* **Task to carry out**: Copy out the entries below verbatim, from the very first line through the line containing "<point>216,8</point>", including that line.

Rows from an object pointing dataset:
- - - - -

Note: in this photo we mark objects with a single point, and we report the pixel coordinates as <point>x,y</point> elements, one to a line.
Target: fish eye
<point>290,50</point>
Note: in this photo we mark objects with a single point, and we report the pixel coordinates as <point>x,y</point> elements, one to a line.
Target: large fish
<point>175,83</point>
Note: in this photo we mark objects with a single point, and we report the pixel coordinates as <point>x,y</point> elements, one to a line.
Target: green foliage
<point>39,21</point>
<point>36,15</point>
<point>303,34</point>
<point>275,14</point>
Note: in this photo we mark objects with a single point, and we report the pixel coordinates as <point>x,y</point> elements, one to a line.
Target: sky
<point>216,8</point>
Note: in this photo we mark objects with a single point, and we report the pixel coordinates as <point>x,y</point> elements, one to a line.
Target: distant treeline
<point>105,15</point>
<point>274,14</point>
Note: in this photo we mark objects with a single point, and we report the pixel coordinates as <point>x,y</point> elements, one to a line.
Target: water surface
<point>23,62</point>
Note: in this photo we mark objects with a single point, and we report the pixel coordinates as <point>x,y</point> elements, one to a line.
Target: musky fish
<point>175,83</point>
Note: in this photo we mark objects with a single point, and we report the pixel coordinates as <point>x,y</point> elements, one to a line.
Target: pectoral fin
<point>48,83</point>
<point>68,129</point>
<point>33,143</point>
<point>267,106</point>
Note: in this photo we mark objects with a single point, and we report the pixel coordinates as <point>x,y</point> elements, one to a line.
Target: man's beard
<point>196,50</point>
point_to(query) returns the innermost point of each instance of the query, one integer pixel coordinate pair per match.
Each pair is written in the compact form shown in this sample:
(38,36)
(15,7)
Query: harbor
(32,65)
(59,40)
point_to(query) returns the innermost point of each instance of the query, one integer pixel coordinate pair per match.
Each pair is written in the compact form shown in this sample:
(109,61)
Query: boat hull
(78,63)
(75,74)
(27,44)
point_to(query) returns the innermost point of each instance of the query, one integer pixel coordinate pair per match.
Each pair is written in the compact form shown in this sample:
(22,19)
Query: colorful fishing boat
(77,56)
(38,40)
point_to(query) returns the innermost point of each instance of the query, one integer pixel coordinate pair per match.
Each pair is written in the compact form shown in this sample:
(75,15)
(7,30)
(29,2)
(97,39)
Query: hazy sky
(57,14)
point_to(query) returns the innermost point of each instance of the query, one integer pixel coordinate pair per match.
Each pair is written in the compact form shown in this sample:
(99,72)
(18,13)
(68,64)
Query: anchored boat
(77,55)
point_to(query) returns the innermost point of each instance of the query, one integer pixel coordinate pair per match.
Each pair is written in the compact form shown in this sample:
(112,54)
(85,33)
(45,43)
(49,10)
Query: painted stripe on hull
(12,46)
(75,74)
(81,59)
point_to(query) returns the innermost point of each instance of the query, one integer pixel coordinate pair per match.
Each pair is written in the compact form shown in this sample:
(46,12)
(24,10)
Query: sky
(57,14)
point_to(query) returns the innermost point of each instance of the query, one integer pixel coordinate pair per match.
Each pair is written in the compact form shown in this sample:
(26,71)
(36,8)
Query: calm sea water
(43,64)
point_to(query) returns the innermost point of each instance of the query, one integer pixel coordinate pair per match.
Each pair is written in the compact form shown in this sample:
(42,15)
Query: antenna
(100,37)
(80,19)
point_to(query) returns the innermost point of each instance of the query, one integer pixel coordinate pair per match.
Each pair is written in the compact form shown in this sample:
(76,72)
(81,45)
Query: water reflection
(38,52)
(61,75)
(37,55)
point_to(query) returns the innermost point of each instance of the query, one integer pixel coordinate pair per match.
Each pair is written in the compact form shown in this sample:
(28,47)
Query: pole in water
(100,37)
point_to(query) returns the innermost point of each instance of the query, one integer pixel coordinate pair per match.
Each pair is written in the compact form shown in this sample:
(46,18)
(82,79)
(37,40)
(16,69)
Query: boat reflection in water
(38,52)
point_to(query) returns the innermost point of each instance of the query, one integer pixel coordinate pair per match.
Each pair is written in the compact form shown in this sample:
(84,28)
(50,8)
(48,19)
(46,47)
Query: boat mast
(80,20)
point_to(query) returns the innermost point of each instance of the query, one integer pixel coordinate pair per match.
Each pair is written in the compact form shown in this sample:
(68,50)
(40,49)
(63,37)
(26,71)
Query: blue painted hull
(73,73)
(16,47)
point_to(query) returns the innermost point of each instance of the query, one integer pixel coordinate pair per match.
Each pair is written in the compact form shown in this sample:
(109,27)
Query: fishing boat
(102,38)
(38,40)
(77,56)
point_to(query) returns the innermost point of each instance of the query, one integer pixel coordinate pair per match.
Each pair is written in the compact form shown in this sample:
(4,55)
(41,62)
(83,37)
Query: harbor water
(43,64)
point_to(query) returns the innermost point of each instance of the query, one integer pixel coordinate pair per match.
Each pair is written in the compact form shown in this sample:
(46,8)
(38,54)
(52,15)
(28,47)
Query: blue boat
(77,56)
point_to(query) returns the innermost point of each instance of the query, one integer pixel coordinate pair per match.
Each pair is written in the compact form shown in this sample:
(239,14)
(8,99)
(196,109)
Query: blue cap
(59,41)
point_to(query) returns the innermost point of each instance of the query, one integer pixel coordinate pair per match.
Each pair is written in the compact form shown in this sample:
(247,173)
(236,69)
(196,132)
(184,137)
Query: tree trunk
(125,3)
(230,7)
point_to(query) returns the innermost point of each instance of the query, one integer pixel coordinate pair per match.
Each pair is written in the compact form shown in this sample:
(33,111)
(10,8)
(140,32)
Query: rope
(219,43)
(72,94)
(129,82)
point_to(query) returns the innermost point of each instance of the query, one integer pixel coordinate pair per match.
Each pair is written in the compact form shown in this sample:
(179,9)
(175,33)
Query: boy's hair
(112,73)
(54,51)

- - - - -

* **Solution for this exercise**:
Note: in this photo we mark objects with a single point, and we report the pixel coordinates as <point>x,y</point> elements, one to a line.
Target: fish eye
<point>290,50</point>
Note: in this photo we mark objects with a single point, and we report the pixel coordinates as <point>x,y</point> elements, one to a line.
Target: large fish
<point>175,83</point>
Note: in this photo we mark objects with a single point, and we report the pixel coordinates as <point>x,y</point> elements, one to a line.
Target: green foliage
<point>39,21</point>
<point>36,15</point>
<point>303,34</point>
<point>275,14</point>
Note: in this photo we mark objects with a single point, and we report the pixel coordinates as <point>x,y</point> elements, one to a line.
Target: sky
<point>216,8</point>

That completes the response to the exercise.